[The request]: Can you pick out every line in the records below that contains the string "antenna" and copy each one in full? Matching is case-sensitive.

[Given data]:
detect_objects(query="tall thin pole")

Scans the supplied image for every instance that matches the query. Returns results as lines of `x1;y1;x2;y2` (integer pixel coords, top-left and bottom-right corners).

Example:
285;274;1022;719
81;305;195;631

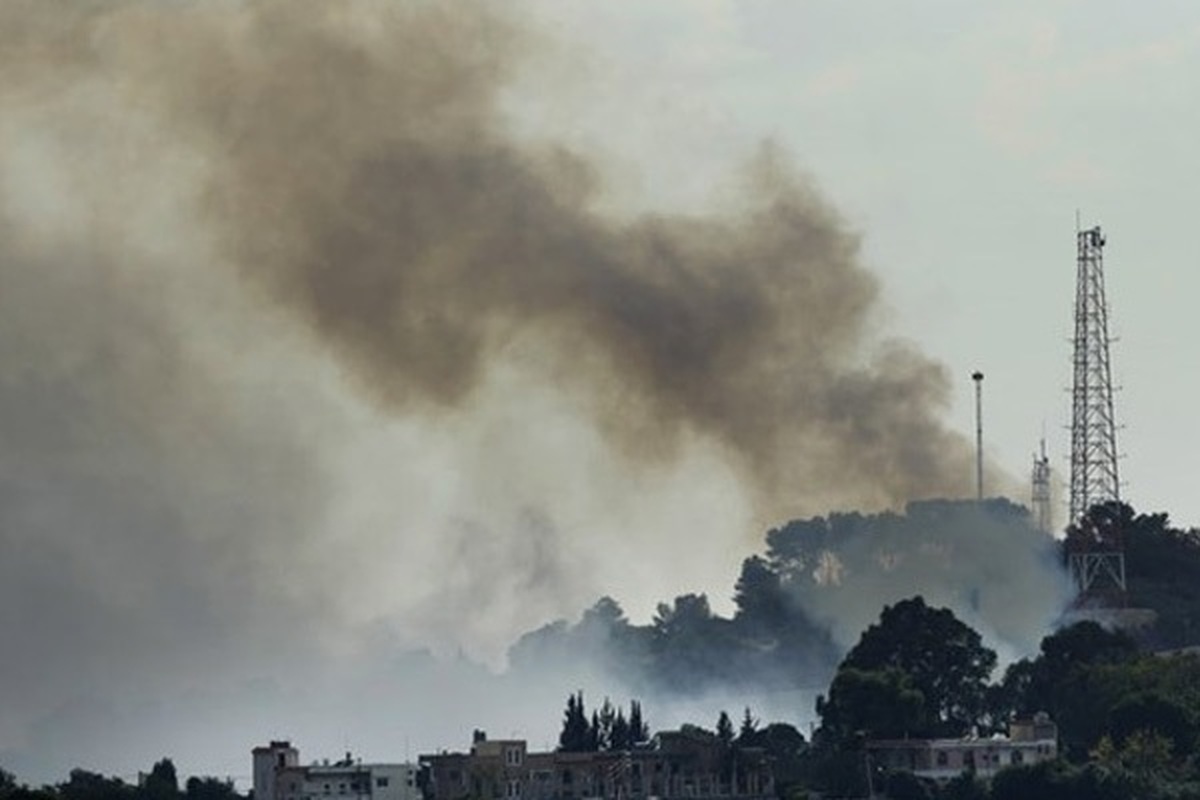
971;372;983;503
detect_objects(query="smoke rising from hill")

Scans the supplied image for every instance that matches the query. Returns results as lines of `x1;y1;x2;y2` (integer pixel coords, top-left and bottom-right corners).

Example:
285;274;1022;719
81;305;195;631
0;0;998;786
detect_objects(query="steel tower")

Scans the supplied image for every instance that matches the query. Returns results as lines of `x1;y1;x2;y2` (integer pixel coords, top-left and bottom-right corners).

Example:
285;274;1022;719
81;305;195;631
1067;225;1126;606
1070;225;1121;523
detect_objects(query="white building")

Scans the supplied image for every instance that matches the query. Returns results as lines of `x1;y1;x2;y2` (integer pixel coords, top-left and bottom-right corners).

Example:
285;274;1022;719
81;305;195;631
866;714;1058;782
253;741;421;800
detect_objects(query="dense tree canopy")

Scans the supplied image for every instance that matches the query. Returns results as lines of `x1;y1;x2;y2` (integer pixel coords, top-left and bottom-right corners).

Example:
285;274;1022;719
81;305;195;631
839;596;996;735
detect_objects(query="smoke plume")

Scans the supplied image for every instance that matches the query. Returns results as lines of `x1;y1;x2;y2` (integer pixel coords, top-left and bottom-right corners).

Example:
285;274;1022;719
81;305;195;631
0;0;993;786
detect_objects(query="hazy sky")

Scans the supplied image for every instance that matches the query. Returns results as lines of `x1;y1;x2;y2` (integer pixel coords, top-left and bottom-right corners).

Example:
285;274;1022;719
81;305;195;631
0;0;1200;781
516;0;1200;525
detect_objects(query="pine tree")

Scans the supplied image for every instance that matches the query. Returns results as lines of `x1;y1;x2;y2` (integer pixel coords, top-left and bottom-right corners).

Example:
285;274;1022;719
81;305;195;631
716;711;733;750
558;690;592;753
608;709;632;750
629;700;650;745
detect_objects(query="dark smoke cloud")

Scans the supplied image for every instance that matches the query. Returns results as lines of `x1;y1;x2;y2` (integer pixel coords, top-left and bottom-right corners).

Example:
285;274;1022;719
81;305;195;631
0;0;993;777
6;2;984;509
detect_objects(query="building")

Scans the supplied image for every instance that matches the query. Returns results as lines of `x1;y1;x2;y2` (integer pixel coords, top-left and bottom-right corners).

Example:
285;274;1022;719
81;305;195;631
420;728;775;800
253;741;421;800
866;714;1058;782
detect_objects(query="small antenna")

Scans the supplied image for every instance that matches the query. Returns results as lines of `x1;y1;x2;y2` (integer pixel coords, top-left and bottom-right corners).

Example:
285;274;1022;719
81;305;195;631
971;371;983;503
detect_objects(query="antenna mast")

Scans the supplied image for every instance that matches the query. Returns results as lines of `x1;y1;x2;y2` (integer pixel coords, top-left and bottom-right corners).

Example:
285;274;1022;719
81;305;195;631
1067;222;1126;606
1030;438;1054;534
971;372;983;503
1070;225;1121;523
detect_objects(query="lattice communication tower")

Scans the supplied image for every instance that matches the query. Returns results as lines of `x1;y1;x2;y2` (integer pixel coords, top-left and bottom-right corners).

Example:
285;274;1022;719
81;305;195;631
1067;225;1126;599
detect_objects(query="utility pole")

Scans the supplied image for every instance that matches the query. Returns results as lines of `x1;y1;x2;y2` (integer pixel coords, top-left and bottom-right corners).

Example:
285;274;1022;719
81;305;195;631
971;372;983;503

[Expected output]:
detect_objects(query="small antenna")
detect_objects(query="antenna mast")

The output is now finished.